## Source text

· · · ·

That doesn’t mean that psychiatrists have nothing to offer within a team-based, collaborative care framework to provide the safest, high-quality medical care which is the cornerstone of a patient-centered approach for preventing delirium.

Which brings me to the main point of the review article about pharmacologic interventions for delirium. As so many others have repeatedly pointed out, it’s the prevention efforts that are most likely to have an impact on the enormous and tragic toll that delirium exacts on our patients and their families. If you want to focus on dollars and cents, then delirium sucks billions annually from our health care system. While I don’t believe every case of delirium can be prevented, there is abundant literature showing that even non-pharmacologic methods can prevent about a third of the cases.

So when it comes to pharmacologic prevention methods, Friedman and colleagues are very clear on the evidence that some controlled studies demonstrate that preventing delirium using selected psychotropic medications is at least possible–and once delirium gets established, there’s not a lot of evidence that psychiatric drug treatments are that helpful. This systematic analysis is itself evidence for the important role that psychiatrists play in this effort because the medications most frequently cited are in the antipsychotic class. And the drug most often identified as being effective? It’s haloperidol.

That’s not news. On the other hand, if psychiatrists want to be on the playing field in delirium prevention, then at the very least the APA and other major organizations including the APM and the American Delirium Society could work together to update the APA delirium practice guidelines.

Do patients and families think that a MOC program should include a delirium PIP activity? If you take the survey, we could find out. You can identify yourselves as non-physicians in the comment section linked to the question.

Reference:

1. Friedman, J. I., et al. (2013). “Pharmacological Treatments of Non-Substance-Withdrawal Delirium: A Systematic Review of Prospective Trials.” Am J Psychiatry.
OBJECTIVE Most reviews of pharmacological strategies for delirium treatment evaluate the effectiveness of these interventions for delirium prevention, reduction in duration and severity of ongoing delirium, and other outcomes that extend beyond the recommendations of expert treatment guidelines. However, little if any attention is given to substantiating the potential benefits of such treatment or addressing the methodological weaknesses that, in part, limit the pharmacological recommendations made by expert treatment guidelines. Therefore, the authors conducted a systematic review to provide the most up-to-date and inclusive review of published prospective trials of potential pharmacological interventions for the prevention and treatment of delirium, and they discuss potential benefits of pharmacological prevention of delirium and/or reduction of ongoing delirium episode duration and severity. METHOD The analysis followed Preferred Reporting Items for Systematic Reviews and Meta-Analyses (PRISMA) guidelines, including prospective randomized and nonrandomized double-blind, single-blind, and open-label clinical trials of any pharmacological agent for the prevention or treatment of delirium and reviewing them systematically for effectiveness on several predefined outcomes. RESULTS The pharmacological strategies reviewed showed greater success in preventing delirium than in treating it. Significant delirium prevention effects are associated with haloperidol, second-generation antipsychotics, iliac fascia block, gabapentin, melatonin, lower levels of intraoperative propofol sedation, and a single dose of ketamine during anesthetic induction and with dexmedetomidine compared with other sedation strategies for mechanically ventilated patients. CONCLUSIONS These promising results warrant further study with consideration of the methodological weaknesses and inconsistencies of studies to date.

· · · ·

## Listed entries

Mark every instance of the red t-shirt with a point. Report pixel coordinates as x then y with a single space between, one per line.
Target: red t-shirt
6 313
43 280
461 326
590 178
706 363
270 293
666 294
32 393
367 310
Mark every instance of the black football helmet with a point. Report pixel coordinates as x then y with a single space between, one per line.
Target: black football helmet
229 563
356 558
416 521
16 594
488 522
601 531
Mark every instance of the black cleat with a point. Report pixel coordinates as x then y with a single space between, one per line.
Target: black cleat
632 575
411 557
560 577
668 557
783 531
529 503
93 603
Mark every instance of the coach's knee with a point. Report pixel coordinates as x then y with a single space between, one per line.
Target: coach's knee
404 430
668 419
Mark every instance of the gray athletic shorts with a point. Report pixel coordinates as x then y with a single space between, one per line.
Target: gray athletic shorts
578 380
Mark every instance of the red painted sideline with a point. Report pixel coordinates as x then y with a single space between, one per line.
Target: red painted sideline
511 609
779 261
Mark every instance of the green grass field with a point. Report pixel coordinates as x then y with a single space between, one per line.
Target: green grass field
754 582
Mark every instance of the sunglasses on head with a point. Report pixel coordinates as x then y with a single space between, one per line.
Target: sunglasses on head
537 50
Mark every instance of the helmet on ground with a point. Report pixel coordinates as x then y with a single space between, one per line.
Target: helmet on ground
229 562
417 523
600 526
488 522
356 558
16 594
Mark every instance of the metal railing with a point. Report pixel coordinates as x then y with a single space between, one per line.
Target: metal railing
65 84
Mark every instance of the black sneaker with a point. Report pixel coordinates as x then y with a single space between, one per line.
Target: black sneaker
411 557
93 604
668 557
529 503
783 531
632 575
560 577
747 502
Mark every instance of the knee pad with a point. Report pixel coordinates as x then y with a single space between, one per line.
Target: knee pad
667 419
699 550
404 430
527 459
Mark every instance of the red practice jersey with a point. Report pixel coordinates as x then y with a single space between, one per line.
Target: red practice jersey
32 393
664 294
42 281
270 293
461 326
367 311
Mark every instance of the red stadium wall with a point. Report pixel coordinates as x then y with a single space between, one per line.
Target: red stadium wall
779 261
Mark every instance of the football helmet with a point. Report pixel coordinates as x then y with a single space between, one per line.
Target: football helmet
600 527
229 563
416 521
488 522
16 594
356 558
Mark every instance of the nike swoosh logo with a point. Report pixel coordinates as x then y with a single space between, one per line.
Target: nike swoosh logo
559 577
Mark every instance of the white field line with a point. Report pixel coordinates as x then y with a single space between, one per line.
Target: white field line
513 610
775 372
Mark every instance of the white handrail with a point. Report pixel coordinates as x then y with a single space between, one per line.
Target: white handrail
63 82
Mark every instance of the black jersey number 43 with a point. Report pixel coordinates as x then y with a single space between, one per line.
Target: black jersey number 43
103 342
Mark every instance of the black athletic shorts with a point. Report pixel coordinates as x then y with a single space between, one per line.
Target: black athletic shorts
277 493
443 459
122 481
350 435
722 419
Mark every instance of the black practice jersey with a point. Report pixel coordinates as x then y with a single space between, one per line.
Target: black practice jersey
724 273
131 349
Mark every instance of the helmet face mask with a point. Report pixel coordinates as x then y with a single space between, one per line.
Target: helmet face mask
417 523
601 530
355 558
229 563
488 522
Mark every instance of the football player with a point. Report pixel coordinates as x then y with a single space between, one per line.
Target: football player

· · · ·

## Task requirements
Condense the paragraph of the source text that begins "Which brings me to the main point" into a short bulleted list that keeps its main facts. Use only the source text for this.

## Response below
- The paragraph leads into the main point of the review article on pharmacologic interventions for delirium.
- Prevention efforts are the most likely to reduce the heavy toll delirium takes on patients and their families.
- Delirium costs the health care system billions of dollars each year.
- The writer doubts that every case can be prevented.
- Abundant literature shows that non-pharmacologic methods alone can prevent about a third of cases.